INPUT MATERIAL
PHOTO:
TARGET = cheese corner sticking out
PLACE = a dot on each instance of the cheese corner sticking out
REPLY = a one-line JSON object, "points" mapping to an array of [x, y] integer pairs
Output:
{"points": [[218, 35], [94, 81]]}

YOUR INSTRUCTIONS
Copy each line in the entries above where "cheese" turns up.

RESPONSE
TARGET = cheese corner sticking out
PLACE = a dot on each instance of the cheese corner sticking out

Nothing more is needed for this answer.